------ RECORDS FOR THE TASK ------

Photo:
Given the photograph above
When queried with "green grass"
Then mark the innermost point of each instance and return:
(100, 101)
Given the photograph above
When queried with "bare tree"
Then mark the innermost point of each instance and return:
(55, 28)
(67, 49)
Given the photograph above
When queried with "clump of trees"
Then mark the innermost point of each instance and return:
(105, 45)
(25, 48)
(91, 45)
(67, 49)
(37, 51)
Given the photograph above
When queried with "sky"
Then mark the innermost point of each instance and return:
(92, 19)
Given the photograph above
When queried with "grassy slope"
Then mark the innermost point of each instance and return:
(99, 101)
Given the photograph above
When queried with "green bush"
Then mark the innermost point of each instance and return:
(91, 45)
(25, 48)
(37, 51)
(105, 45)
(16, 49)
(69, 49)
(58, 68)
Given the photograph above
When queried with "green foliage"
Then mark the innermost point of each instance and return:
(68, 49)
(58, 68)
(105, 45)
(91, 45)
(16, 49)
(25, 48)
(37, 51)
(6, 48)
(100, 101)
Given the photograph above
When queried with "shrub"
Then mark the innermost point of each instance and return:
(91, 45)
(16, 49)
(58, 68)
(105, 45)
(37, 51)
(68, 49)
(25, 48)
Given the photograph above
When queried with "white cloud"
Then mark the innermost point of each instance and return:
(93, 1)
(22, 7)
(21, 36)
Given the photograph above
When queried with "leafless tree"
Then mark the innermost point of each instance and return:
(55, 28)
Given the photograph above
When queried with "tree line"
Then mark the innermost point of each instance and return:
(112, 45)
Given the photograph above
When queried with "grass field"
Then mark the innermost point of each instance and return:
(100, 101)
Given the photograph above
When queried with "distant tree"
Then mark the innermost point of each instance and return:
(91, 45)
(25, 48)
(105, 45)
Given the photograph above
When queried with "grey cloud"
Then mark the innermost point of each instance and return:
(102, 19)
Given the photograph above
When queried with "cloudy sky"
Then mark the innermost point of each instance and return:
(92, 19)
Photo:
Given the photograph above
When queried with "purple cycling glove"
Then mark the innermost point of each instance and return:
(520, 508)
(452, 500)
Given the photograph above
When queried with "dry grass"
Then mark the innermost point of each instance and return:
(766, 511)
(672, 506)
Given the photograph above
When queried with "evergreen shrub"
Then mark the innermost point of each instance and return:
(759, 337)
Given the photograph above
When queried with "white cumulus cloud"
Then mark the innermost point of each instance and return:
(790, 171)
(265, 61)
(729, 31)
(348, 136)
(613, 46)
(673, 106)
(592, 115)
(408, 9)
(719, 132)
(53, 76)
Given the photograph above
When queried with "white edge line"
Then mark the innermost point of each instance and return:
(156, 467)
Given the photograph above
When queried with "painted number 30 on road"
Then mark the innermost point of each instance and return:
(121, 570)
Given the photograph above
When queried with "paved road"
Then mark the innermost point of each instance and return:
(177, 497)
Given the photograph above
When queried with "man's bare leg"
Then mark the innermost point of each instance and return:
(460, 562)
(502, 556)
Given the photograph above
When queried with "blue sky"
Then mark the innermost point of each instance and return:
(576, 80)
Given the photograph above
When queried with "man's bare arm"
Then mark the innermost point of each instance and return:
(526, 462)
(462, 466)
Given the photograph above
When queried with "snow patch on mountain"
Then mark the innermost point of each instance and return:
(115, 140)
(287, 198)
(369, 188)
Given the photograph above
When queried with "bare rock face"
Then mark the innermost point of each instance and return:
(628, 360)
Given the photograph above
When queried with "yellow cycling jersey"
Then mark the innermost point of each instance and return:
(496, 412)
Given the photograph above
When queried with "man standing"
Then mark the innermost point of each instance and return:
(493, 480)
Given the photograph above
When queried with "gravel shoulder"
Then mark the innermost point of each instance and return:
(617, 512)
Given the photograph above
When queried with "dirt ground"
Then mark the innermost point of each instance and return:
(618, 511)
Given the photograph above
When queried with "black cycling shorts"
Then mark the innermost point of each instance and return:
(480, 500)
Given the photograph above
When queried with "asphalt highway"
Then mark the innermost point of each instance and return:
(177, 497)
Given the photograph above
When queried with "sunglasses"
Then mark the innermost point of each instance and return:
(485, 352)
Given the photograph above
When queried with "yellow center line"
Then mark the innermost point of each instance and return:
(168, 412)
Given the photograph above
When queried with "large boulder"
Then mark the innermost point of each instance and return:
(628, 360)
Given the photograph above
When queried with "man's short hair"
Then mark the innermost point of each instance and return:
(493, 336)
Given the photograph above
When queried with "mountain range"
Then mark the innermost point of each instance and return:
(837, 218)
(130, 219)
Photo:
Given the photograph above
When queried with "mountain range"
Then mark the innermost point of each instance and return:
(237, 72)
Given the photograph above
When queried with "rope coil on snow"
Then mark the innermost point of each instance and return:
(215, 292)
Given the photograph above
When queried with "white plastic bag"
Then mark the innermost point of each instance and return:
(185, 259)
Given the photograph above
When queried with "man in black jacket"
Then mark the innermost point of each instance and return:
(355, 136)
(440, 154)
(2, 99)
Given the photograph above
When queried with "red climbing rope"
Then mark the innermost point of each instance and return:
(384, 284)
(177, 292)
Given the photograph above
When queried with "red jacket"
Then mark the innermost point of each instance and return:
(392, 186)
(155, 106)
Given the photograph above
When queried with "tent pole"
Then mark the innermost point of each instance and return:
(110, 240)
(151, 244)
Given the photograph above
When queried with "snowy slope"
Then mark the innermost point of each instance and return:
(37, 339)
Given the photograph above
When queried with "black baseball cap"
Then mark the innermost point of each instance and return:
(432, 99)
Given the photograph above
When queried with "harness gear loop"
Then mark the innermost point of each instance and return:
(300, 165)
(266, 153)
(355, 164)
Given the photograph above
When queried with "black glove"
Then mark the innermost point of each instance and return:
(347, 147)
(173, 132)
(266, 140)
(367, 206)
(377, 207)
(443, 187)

------

WHAT IS BEING ASKED: Write out every record shown above, word for word.

TASK OUTPUT:
Photo:
Given the photograph above
When queried with "green grass"
Then mark the innermost point of each instance and return:
(100, 101)
Given the photograph above
When queried with "bare tree"
Then mark the innermost point of each instance and return:
(55, 28)
(67, 49)
Given the photograph above
When queried with "clump of trees"
Then mark the innermost point of each instance and return:
(105, 45)
(25, 48)
(91, 45)
(67, 49)
(37, 51)
Given the photograph above
When queried with "sky"
Then mark the innermost point of each instance and return:
(92, 19)
Given the photograph above
When queried with "grassy slope"
Then mark the innermost point of each instance and return:
(99, 101)
Given the photograph above
When queried with "green bush"
Then mark the innermost point of each instance and return:
(91, 45)
(25, 48)
(37, 51)
(105, 45)
(16, 49)
(69, 49)
(58, 68)
Given the photograph above
When queried with "green foliage"
Then mark the innermost point of each instance and return:
(68, 49)
(58, 68)
(105, 45)
(91, 45)
(16, 49)
(25, 48)
(37, 51)
(6, 48)
(100, 101)
Given the photograph above
When queried with "shrub"
Then mark the innermost point of each instance and return:
(91, 45)
(16, 49)
(58, 68)
(105, 45)
(37, 51)
(68, 49)
(25, 48)
Given the photograph above
When queried with "white cloud"
Then mark the innermost point of each instance and return:
(93, 1)
(22, 7)
(21, 36)
Given the photograph above
When queried with "leafless tree"
Then mark the innermost point of each instance and return:
(55, 28)
Given the photograph above
When queried with "tree line"
Then mark the innermost point of each instance and return:
(112, 45)
Given the photograph above
When queried with "grass field"
Then mark the innermost point of each instance and return:
(100, 101)
Given the photograph above
When queried with "distant tree"
Then mark the innermost point of each instance and return:
(91, 45)
(25, 48)
(105, 45)
Given the photograph above
When queried with "grey cloud"
Then mark the innermost point of each instance and return:
(102, 19)
Given the photograph above
When queried with "cloudy sky"
Then mark the innermost point of each instance and return:
(92, 19)
Photo:
Given the photograph above
When queried with "purple cycling glove"
Then mark the innermost point of each instance and return:
(520, 508)
(452, 500)
Given the photograph above
When queried with "dry grass"
Then mark the innermost point of each instance and return:
(766, 511)
(672, 506)
Given the photograph above
When queried with "evergreen shrub"
Then mark the innermost point of each instance and return:
(759, 337)
Given the photograph above
When queried with "white cumulus cloud"
Then mark the innermost point of each instance and return:
(790, 171)
(265, 61)
(729, 31)
(348, 136)
(613, 46)
(673, 106)
(592, 115)
(408, 9)
(719, 132)
(53, 76)
Given the photograph above
When queried with "white edge line"
Then mark the innermost point of each instance and return:
(156, 467)
Given the photograph above
When queried with "painted number 30 on road"
Then mark the innermost point of each instance and return:
(121, 570)
Given the photograph above
When queried with "paved road"
Then mark the innermost point of each instance and return:
(177, 497)
Given the photograph above
When queried with "man's bare leg"
Then mark the innermost point of each instance and return:
(460, 562)
(502, 556)
Given the photograph above
When queried with "blue sky"
Then mark the innermost point of each instance and return:
(576, 80)
Given the photograph above
When queried with "man's bare arm"
Then mark the innermost point of each instance and return:
(526, 462)
(462, 466)
Given the photograph above
When queried with "snow patch on mountain"
Then mark the innermost point of each instance and return:
(115, 140)
(287, 198)
(369, 188)
Given the photograph above
When queried with "bare rock face"
Then mark the innermost point of each instance and return:
(628, 360)
Given the photograph above
When queried with "yellow cycling jersey"
Then mark the innermost point of each instance and return:
(496, 412)
Given the photograph above
When queried with "man standing"
Then mark the innermost point of each instance and return:
(493, 480)
Given the photograph above
When queried with "gravel shoulder"
Then mark the innermost point of each instance and return:
(617, 512)
Given the photograph above
When queried with "dirt ground"
Then mark the innermost point of each instance and return:
(618, 511)
Given the photograph above
When queried with "black cycling shorts"
Then mark the innermost point of each instance and return:
(480, 500)
Given the photograph above
When queried with "asphalt highway"
Then mark the innermost point of each instance and return:
(177, 497)
Given the photograph above
When queried with "sunglasses"
Then mark the innermost point of each instance and return:
(485, 352)
Given the photograph above
When queried with "yellow center line"
Then mark the innermost point of each instance and return:
(168, 412)
Given the photograph above
When queried with "large boulder"
Then mark the innermost point of each instance and return:
(628, 360)
Given the photograph above
When queried with "man's short hair"
Then mark the innermost point of each instance and return:
(493, 336)
Given the photograph above
When queried with "mountain range"
Then mark the innermost point of each instance and return:
(837, 218)
(130, 219)
Photo:
Given the photograph above
When queried with "mountain range"
Then mark the innermost point of each instance and return:
(237, 72)
Given the photograph above
When queried with "rope coil on snow"
Then mark the innermost point of each instance and return:
(215, 292)
Given the photograph above
When queried with "white plastic bag"
Then mark the innermost point of each instance and return:
(185, 259)
Given the photograph above
When queried with "man in black jacket"
Then mark the innermost point of each instance and return:
(355, 136)
(440, 154)
(2, 99)
Given the photograph above
When queried with "red climbing rope"
Then mark the innermost point of each instance and return:
(384, 284)
(177, 292)
Given the photograph above
When queried with "red jacket"
Then mark the innermost point of each instance and return:
(392, 186)
(155, 106)
Given the photograph above
When queried with "tent pole"
Then mark the innermost point of each instance and return:
(110, 240)
(151, 244)
Given the photograph above
When queried with "snowy slope"
Then mark the innermost point of each instance and return:
(37, 339)
Given the photograph above
When queried with "black baseball cap"
Then mark the innermost point of each instance and return:
(432, 99)
Given the photograph above
When queried with "harness gear loop"
Then mark the innermost point of each instance and return:
(300, 165)
(266, 153)
(355, 164)
Given the photograph above
When queried with "black glove"
Then mark the innermost point of each instance and return:
(347, 147)
(173, 132)
(266, 140)
(367, 206)
(377, 207)
(443, 187)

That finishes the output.